### WHAT IS ASKED
1. From the text on Operator Lifecycle Manager, write out the passage starting at "All the expected" and ending at "leverage OLM's capabilities.".
2. According to the text on Operator Lifecycle Manager, in what year was OLM launched?

### DOCUMENT EXTRACT
'''
4. Uninstallation/Deletion:

  • Customers can cleanly remove an installed k8s extension/operator including deleting CustomResourceDefinitions (CRDs), custom resource objects (CRs) of the CRDs, and other relevant resources to revert the cluster to its original state before the installation declaratively.

5. Disconnected Environments for High-Security Workloads:

  • Approximately 30% of our customers prioritize high security by running their clusters in internet-disconnected environments, especially for mission-critical production workloads. To benefit these users, our supported GA release needs to include cluster extension lifecycle management functionality that functions within these disconnected environments.

6. [Tech Preview] Signature Validation for Secure Workflows:

  • The Red Hat-sponsored Sigstore project is gaining traction in the Kubernetes community, aiming to simplify the signing of cloud-native artifacts. OpenShift leverages Sigstore tooling to enable scalable and flexible signature validation, including support for disconnected environments. This functionality will be available as a Tech Preview in 4.17 and is targeted for General Availability (GA) Tech Preview Phase 2 in the upcoming 4.18 release. To fully support this integration as a Tech Preview release, the (cluster)extension lifecycle management needs to (be prepared to) handle runtime validation of Sigstore signatures for container images.

Requirements (aka. Acceptance Criteria):

All the expected user outcomes and the acceptance criteria in the engineering epics are covered.

Background

OLM: Gateway to the OpenShift Ecosystem

Operator Lifecycle Manager (OLM) has been a game-changer for OpenShift Container Platform (OCP) 4.  Since its launch in 2019, OLM has fostered a rich ecosystem, expanding from a curated set of 25 operators to over 100 officially supported Red Hat operators and hundreds more from certified ISVs and the community.

OLM empowers users to manage diverse technologies with ease, including ACM, ACS, Quay, GitOps, Pipelines, Service Mesh, Serverless, and Virtualization.  It has also facilitated the introduction of groundbreaking operators for entirely new workloads, like Nvidia GPU, PTP, Windows Machine Config, SR-IOV networking, and more.  Today, a staggering 91% of our connected customers leverage OLM's capabilities.

OLM v0: A Stepping Stone

While OLM v0 has been instrumental, it has limitations.  The API design, not fully GitOps-friendly or entirely declarative, presents a steeper learning curve due to its complexity.  Furthermore, OLM v0 was designed with the assumption of namespace-scoped CRDs (Custom Resource Definitions), allowing for independent operator installations and parallel versions within a single cluster.  However, this functionality never materialized in core Kubernetes, and OLM v0's attempt to simulate it has introduced limitations and bugs.

The Operator Framework Team: Building the Future

The Operator Framework team is the cornerstone of the OpenShift ecosystem.  They build and manage OLM, the Operator SDK, operator catalog formats, and tooling (opm, file-based catalogs).  Their work directly impacts how operators are developed, packaged, delivered, and managed by users and SRE teams on OpenShift clusters.
'''
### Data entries
'''
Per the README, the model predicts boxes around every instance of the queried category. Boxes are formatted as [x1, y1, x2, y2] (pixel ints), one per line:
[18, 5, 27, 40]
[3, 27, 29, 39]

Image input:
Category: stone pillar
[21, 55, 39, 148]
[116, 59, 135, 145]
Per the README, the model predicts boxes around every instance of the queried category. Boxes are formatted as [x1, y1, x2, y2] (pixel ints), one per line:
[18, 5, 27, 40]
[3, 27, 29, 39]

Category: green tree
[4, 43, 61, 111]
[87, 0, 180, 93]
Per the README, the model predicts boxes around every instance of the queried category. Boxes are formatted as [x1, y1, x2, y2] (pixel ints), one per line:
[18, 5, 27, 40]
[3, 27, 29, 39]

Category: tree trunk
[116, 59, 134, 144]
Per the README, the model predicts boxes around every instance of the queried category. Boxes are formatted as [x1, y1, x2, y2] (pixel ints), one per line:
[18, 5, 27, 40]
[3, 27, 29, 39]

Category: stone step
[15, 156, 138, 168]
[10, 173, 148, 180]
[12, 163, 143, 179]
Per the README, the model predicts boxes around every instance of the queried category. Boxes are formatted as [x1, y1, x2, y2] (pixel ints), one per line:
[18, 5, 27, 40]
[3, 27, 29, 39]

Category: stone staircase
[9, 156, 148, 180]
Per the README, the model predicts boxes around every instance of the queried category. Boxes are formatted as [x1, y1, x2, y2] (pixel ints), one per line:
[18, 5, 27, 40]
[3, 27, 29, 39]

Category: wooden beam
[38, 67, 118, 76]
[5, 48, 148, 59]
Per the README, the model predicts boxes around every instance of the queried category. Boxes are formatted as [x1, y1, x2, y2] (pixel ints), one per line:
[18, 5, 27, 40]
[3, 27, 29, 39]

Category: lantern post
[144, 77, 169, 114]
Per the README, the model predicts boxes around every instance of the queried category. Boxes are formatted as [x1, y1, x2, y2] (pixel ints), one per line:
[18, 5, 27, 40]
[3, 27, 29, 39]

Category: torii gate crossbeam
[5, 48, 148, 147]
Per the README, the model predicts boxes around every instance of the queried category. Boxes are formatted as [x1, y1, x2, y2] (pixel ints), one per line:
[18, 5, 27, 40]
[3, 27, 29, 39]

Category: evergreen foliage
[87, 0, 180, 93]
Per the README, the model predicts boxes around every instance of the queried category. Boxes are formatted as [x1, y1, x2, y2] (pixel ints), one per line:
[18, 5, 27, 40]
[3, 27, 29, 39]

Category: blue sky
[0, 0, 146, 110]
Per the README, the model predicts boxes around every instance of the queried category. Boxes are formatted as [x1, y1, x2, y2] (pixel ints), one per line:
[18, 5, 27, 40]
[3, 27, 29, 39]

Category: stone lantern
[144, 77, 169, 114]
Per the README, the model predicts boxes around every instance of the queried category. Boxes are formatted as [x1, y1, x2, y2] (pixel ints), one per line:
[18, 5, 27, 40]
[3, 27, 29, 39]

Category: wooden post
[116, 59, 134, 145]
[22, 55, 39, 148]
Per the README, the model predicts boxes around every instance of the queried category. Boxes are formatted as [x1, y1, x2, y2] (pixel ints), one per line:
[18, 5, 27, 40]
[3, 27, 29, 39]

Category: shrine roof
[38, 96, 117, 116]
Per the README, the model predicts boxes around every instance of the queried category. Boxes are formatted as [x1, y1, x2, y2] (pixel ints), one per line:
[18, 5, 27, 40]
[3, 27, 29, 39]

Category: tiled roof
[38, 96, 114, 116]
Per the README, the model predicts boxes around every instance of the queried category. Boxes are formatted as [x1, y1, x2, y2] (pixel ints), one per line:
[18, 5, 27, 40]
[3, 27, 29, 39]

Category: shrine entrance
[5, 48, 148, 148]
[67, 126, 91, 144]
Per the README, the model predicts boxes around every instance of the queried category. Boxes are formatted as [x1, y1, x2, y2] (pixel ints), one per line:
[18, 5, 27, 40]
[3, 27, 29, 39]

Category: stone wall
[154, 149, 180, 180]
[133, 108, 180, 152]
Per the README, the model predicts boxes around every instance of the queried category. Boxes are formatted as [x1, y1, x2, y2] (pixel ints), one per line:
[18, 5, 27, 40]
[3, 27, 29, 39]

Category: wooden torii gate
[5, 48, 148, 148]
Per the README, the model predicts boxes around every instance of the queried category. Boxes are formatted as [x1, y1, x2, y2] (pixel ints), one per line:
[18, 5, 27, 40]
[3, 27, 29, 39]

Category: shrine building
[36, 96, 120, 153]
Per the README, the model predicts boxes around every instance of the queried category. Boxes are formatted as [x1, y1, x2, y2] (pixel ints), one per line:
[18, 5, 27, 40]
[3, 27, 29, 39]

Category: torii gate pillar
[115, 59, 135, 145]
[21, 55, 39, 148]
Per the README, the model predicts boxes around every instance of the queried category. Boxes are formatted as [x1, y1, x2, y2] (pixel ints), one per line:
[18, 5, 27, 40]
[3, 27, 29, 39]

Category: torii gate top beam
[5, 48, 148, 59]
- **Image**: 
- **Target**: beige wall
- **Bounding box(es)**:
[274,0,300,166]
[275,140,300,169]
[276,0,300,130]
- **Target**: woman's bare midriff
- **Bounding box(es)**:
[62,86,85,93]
'''
### EXPECTED ANSWERS
1.
All the expected user outcomes and the acceptance criteria in the engineering epics are covered.

Background

OLM: Gateway to the OpenShift Ecosystem

Operator Lifecycle Manager (OLM) has been a game-changer for OpenShift Container Platform (OCP) 4.  Since its launch in 2019, OLM has fostered a rich ecosystem, expanding from a curated set of 25 operators to over 100 officially supported Red Hat operators and hundreds more from certified ISVs and the community.

OLM empowers users to manage diverse technologies with ease, including ACM, ACS, Quay, GitOps, Pipelines, Service Mesh, Serverless, and Virtualization.  It has also facilitated the introduction of groundbreaking operators for entirely new workloads, like Nvidia GPU, PTP, Windows Machine Config, SR-IOV networking, and more.  Today, a staggering 91% of our connected customers leverage OLM's capabilities.

2. 2019